- _WORK TO COMPLETE_:
Exact reproduction is required for all entries.

- _RECORD EXTRACTS_:
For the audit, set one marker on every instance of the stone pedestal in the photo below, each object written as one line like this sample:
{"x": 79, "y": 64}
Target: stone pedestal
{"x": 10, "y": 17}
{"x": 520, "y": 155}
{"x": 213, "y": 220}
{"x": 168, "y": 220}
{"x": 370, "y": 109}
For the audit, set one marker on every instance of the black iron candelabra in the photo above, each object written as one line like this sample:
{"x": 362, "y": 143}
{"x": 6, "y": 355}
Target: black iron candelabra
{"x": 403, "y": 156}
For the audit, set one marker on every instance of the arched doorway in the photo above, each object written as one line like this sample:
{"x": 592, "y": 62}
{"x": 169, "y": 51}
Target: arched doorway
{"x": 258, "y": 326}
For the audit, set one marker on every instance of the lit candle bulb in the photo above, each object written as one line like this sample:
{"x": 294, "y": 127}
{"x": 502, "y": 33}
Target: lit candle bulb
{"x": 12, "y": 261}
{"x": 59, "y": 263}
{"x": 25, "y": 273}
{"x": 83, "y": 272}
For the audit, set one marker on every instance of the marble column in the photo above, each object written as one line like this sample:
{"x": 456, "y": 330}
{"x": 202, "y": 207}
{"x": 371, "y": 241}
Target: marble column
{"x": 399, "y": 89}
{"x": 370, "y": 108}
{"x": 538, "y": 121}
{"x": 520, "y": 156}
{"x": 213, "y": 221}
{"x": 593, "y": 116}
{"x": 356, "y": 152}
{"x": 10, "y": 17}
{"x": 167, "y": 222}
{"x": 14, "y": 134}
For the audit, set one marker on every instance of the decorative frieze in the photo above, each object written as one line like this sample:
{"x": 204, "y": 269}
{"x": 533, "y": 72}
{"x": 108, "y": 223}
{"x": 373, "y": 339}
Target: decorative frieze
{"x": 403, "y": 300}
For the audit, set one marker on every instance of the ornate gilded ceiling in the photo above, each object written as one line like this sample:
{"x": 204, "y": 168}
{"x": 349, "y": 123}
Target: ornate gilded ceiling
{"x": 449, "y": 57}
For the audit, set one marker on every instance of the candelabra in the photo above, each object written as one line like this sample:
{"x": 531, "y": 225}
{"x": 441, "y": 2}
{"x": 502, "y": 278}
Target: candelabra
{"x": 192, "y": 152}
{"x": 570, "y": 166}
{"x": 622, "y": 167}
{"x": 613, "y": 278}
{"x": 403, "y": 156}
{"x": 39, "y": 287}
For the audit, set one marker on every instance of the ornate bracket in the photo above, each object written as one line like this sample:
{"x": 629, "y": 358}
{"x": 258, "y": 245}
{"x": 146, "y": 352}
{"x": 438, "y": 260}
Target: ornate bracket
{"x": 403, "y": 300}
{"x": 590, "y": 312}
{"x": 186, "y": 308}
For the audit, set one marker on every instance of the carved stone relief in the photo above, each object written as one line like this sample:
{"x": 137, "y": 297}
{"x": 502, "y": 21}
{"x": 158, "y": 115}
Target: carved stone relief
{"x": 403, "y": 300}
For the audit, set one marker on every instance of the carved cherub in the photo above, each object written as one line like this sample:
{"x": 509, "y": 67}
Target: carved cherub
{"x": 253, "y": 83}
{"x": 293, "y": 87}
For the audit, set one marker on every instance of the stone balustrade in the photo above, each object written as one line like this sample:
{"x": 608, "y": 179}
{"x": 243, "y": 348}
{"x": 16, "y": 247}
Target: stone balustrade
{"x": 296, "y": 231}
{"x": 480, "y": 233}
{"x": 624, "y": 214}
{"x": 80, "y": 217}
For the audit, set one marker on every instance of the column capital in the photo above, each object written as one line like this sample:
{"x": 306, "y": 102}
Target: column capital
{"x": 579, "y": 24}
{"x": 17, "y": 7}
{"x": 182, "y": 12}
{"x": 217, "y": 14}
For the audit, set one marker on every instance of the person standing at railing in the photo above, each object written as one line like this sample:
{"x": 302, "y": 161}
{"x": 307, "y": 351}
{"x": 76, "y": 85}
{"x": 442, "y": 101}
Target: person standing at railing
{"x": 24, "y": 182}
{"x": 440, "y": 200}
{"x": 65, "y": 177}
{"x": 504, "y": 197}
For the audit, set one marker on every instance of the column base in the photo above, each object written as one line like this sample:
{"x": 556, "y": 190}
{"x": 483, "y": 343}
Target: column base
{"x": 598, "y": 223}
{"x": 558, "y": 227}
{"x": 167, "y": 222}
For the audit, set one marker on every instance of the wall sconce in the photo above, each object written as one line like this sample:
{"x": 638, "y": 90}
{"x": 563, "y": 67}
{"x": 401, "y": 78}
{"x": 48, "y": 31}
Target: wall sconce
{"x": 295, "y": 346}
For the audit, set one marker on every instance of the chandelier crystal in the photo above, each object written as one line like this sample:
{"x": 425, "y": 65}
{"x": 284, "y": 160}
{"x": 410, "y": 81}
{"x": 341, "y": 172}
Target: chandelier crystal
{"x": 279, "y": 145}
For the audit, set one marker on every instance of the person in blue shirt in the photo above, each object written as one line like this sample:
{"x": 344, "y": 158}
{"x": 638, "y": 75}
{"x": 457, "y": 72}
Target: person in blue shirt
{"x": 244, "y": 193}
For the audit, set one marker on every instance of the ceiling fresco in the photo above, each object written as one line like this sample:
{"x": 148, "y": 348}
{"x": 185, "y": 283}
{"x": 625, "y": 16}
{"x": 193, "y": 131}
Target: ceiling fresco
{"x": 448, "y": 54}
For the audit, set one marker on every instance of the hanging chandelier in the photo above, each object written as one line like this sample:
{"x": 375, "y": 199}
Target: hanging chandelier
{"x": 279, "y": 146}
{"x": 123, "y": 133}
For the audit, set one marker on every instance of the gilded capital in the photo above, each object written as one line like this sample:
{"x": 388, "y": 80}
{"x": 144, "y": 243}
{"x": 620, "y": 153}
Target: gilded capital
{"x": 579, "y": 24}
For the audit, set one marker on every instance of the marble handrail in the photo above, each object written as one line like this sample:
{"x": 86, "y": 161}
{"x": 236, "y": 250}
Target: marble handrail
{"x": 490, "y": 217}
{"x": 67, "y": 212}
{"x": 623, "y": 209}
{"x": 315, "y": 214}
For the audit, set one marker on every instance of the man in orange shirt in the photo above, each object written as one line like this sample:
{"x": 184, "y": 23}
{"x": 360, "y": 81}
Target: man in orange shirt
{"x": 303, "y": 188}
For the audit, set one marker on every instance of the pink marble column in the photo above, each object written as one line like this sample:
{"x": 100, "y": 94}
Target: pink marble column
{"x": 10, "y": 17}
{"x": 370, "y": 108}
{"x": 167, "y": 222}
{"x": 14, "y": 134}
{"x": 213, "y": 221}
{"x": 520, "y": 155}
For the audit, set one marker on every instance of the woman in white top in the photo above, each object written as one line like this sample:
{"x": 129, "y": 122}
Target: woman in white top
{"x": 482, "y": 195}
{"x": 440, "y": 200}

- _RESULT OF THE TASK_:
For the audit, set one marker on every instance of the stone pedestal in the photo below, each object written as one line like this sample:
{"x": 79, "y": 64}
Target: stone pedestal
{"x": 10, "y": 17}
{"x": 520, "y": 155}
{"x": 213, "y": 220}
{"x": 168, "y": 220}
{"x": 370, "y": 109}
For the audit, set one marker on every instance of the black iron candelabra in the photo above, each object written as one line like this sample:
{"x": 362, "y": 143}
{"x": 6, "y": 355}
Target: black iron candelabra
{"x": 403, "y": 156}
For the audit, set one marker on every instance of the arched doorway in the photo above, each object written as one line like this sample:
{"x": 592, "y": 62}
{"x": 169, "y": 51}
Target: arched doorway
{"x": 258, "y": 326}
For the audit, set one marker on every instance of the lit candle bulb in the photo above, each object written as one line like this sample:
{"x": 294, "y": 127}
{"x": 502, "y": 33}
Target: lit candle bulb
{"x": 12, "y": 261}
{"x": 59, "y": 263}
{"x": 25, "y": 273}
{"x": 83, "y": 272}
For the audit, set one marker on every instance of the marble column in the photo above, each object written as one line like this sample:
{"x": 456, "y": 330}
{"x": 202, "y": 207}
{"x": 371, "y": 241}
Target: marble column
{"x": 399, "y": 89}
{"x": 370, "y": 108}
{"x": 538, "y": 121}
{"x": 520, "y": 156}
{"x": 213, "y": 221}
{"x": 593, "y": 116}
{"x": 356, "y": 152}
{"x": 10, "y": 17}
{"x": 167, "y": 222}
{"x": 14, "y": 134}
For the audit, set one marker on every instance of the decorative frieze in the photo above, each object written as one line like this sample:
{"x": 204, "y": 269}
{"x": 533, "y": 72}
{"x": 108, "y": 223}
{"x": 373, "y": 339}
Target: decorative frieze
{"x": 403, "y": 300}
For the audit, set one marker on every instance of the ornate gilded ceiling in the photo above, each object written as one line like this sample:
{"x": 204, "y": 168}
{"x": 349, "y": 123}
Target: ornate gilded ceiling
{"x": 449, "y": 57}
For the audit, set one marker on every instance of the candelabra in the photo above, each object written as one line like this sample:
{"x": 531, "y": 225}
{"x": 441, "y": 2}
{"x": 502, "y": 278}
Target: candelabra
{"x": 192, "y": 152}
{"x": 570, "y": 166}
{"x": 622, "y": 167}
{"x": 613, "y": 278}
{"x": 403, "y": 156}
{"x": 39, "y": 287}
For the audit, set one marker on every instance of the ornate bracket in the photo above, each object written as one line like this sample:
{"x": 629, "y": 358}
{"x": 258, "y": 245}
{"x": 146, "y": 352}
{"x": 438, "y": 260}
Target: ornate bracket
{"x": 403, "y": 300}
{"x": 590, "y": 312}
{"x": 186, "y": 308}
For the audit, set one marker on every instance of the carved stone relief in the photo above, each object written as one line like this sample:
{"x": 137, "y": 297}
{"x": 502, "y": 21}
{"x": 158, "y": 115}
Target: carved stone relief
{"x": 403, "y": 300}
For the audit, set one marker on every instance of the carved cherub in the photo above, each object written as one line like this sample:
{"x": 509, "y": 67}
Target: carved cherub
{"x": 253, "y": 83}
{"x": 293, "y": 87}
For the audit, set one marker on every instance of the stone balustrade in the photo above, each object written as one line like this sample:
{"x": 608, "y": 179}
{"x": 243, "y": 348}
{"x": 16, "y": 247}
Target: stone balustrade
{"x": 296, "y": 231}
{"x": 480, "y": 233}
{"x": 624, "y": 214}
{"x": 80, "y": 217}
For the audit, set one marker on every instance of the column capital in the photo above, each object written as one line like this sample:
{"x": 306, "y": 102}
Target: column capital
{"x": 579, "y": 24}
{"x": 17, "y": 7}
{"x": 182, "y": 12}
{"x": 217, "y": 14}
For the audit, set one marker on every instance of the person standing at railing in the photo above, each object written as one line like this sample:
{"x": 302, "y": 161}
{"x": 307, "y": 351}
{"x": 76, "y": 85}
{"x": 442, "y": 101}
Target: person standing at railing
{"x": 24, "y": 182}
{"x": 440, "y": 200}
{"x": 65, "y": 177}
{"x": 504, "y": 197}
For the audit, set one marker on every instance of the column base in the photo above, each object written as one line like this sample:
{"x": 556, "y": 190}
{"x": 483, "y": 343}
Target: column base
{"x": 598, "y": 223}
{"x": 558, "y": 227}
{"x": 167, "y": 222}
For the audit, set one marker on every instance of the wall sconce in the photo above, each object written as one line like this sample:
{"x": 638, "y": 90}
{"x": 563, "y": 67}
{"x": 401, "y": 78}
{"x": 48, "y": 31}
Target: wall sconce
{"x": 295, "y": 346}
For the audit, set one marker on every instance of the chandelier crystal in the photo above, each object written as one line like this sample:
{"x": 425, "y": 65}
{"x": 284, "y": 160}
{"x": 410, "y": 81}
{"x": 341, "y": 172}
Target: chandelier crystal
{"x": 279, "y": 145}
For the audit, set one marker on every instance of the person in blue shirt in the photo above, each object written as one line like this sample:
{"x": 344, "y": 158}
{"x": 638, "y": 75}
{"x": 457, "y": 72}
Target: person in blue shirt
{"x": 244, "y": 193}
For the audit, set one marker on every instance of the ceiling fresco in the photo above, each object written as one line like this sample:
{"x": 148, "y": 348}
{"x": 185, "y": 283}
{"x": 625, "y": 16}
{"x": 193, "y": 131}
Target: ceiling fresco
{"x": 448, "y": 54}
For the audit, set one marker on every instance of the hanging chandelier in the photo above, each object written as one line like this sample:
{"x": 375, "y": 199}
Target: hanging chandelier
{"x": 279, "y": 146}
{"x": 123, "y": 133}
For the audit, set one marker on every instance of the gilded capital in the photo above, each object written as one line like this sample:
{"x": 388, "y": 80}
{"x": 144, "y": 243}
{"x": 620, "y": 153}
Target: gilded capital
{"x": 579, "y": 24}
For the audit, set one marker on every instance of the marble handrail in the photo above, each object written as one line like this sample:
{"x": 86, "y": 161}
{"x": 236, "y": 250}
Target: marble handrail
{"x": 490, "y": 217}
{"x": 67, "y": 212}
{"x": 623, "y": 209}
{"x": 315, "y": 214}
For the audit, set one marker on every instance of the man in orange shirt in the photo above, each object written as one line like this sample:
{"x": 184, "y": 23}
{"x": 360, "y": 81}
Target: man in orange shirt
{"x": 303, "y": 188}
For the audit, set one marker on every instance of the pink marble column in the photo above, each object written as one line like this sample:
{"x": 100, "y": 94}
Target: pink marble column
{"x": 10, "y": 17}
{"x": 370, "y": 108}
{"x": 167, "y": 222}
{"x": 14, "y": 134}
{"x": 213, "y": 221}
{"x": 520, "y": 155}
For the audit, set one marker on every instance of the woman in white top in the photo above, each object written as one line like this sample:
{"x": 129, "y": 122}
Target: woman in white top
{"x": 482, "y": 195}
{"x": 440, "y": 200}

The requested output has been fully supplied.